RECORD LIST
⟨
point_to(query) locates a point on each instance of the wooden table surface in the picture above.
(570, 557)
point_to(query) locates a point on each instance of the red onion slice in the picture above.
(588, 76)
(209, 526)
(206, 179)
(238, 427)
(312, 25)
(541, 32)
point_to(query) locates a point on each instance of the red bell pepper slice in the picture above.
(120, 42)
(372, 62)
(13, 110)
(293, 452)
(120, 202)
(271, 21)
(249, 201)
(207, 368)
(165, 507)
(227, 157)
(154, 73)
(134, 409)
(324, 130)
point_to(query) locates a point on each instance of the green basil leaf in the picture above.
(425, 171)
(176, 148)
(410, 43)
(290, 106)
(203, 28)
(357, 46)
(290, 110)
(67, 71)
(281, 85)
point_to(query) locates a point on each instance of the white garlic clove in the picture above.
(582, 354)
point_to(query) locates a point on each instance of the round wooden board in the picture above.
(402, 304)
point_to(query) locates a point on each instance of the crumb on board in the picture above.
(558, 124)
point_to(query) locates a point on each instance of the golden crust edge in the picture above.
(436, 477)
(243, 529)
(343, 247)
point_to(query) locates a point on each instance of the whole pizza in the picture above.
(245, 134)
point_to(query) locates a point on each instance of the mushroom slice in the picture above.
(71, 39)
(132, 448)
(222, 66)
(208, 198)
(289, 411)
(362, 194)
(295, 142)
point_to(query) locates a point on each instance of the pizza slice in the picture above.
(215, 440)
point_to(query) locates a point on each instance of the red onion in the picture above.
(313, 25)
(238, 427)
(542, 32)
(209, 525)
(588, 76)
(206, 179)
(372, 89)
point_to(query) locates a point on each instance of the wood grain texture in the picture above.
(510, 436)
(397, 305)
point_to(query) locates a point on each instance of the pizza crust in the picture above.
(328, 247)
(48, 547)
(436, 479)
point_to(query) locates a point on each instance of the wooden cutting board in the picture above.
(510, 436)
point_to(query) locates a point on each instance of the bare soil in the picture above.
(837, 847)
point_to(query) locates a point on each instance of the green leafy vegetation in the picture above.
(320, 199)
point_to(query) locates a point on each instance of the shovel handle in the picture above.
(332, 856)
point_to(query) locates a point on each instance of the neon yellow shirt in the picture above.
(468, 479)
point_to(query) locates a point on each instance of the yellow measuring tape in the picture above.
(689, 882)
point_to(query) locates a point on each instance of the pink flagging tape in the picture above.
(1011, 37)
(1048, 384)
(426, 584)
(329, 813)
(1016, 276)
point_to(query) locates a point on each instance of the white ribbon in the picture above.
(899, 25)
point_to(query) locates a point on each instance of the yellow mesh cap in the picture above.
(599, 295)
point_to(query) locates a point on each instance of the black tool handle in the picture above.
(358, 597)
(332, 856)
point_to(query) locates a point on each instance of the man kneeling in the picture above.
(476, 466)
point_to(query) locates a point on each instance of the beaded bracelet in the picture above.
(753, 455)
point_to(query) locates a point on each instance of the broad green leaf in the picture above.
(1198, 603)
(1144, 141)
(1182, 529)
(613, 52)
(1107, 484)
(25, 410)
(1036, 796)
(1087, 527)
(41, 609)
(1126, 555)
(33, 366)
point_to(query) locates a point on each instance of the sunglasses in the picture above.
⟩
PROMPT
Take the entries above and transcribe them exactly.

RESULT
point_to(query) locates a point on each instance of the wooden table surface in the picture above.
(570, 557)
point_to(query) locates a point on each instance of the red onion slice in the picture above.
(588, 76)
(209, 526)
(206, 179)
(238, 427)
(312, 25)
(541, 32)
point_to(query) locates a point on each instance of the red bell pepper slice in the picture above.
(120, 42)
(372, 62)
(13, 110)
(293, 452)
(120, 202)
(271, 21)
(249, 201)
(207, 368)
(165, 507)
(227, 157)
(154, 73)
(134, 409)
(324, 130)
point_to(query) locates a point on each instance of the green basil leaf in the picture above.
(425, 171)
(176, 148)
(410, 43)
(290, 106)
(203, 28)
(357, 46)
(290, 110)
(67, 71)
(281, 85)
point_to(query) locates a point on each instance of the white garlic clove in the picture above.
(582, 354)
point_to(query) locates a point on each instance of the round wooden board in the picture above.
(402, 304)
point_to(query) locates a point on each instance of the crumb on board in the picture above.
(558, 124)
point_to(query) locates a point on each instance of the golden crust edge in the picture above.
(436, 477)
(243, 529)
(343, 247)
point_to(query) locates a point on each instance of the whole pizza in the picture above.
(245, 134)
point_to(query) locates a point on each instance of the mushroom slice in the picture above.
(71, 39)
(132, 448)
(222, 66)
(208, 198)
(289, 411)
(362, 194)
(295, 142)
point_to(query) locates a point on each instance of the pizza slice in the picture above.
(215, 440)
point_to(query) locates a point on each instance of the red onion in the picture above.
(313, 25)
(238, 427)
(542, 32)
(209, 525)
(588, 76)
(206, 179)
(372, 89)
point_to(query) locates a point on each instance of the wood grain texture in the picture above.
(510, 436)
(397, 305)
point_to(query) locates a point on each instance of the pizza crust in the picture above.
(328, 247)
(48, 547)
(436, 479)
point_to(query) locates a point on each instance of the wooden cutting board in the picture above.
(510, 436)
point_to(query) locates a point on each instance of the bare soil in the picture above.
(837, 847)
point_to(query) locates a point on each instance of the green leafy vegetation in the picture above.
(320, 199)
point_to(query) locates a point on each instance of the shovel handle in the picture above.
(332, 856)
point_to(query) locates a point on each instance of the neon yellow shirt in the picture above.
(468, 479)
point_to(query) locates a point on each instance of the yellow measuring tape in the picture above.
(689, 882)
point_to(query) locates a point on each instance of the pink flagging tape in the picture above.
(1011, 37)
(1048, 384)
(426, 584)
(329, 813)
(1016, 276)
point_to(query) locates a point on each instance of the white ribbon in the picture above.
(899, 25)
point_to(query) locates a point on each instance of the yellow mesh cap in the picture above.
(599, 295)
point_to(query) locates a point on each instance of the black tool handle in the picture above.
(358, 597)
(332, 856)
point_to(query) locates a point on each instance of the man kneeling in the picture above.
(476, 466)
point_to(query) locates a point on each instance of the beaded bracelet in the picture above.
(753, 455)
point_to(query) locates a point on each instance of the broad green leaf in the picture above.
(1198, 603)
(1144, 141)
(1182, 529)
(613, 52)
(1107, 484)
(25, 410)
(1036, 796)
(1087, 527)
(41, 609)
(1126, 555)
(33, 366)
point_to(query) locates a point on each instance of the sunglasses in the picture above.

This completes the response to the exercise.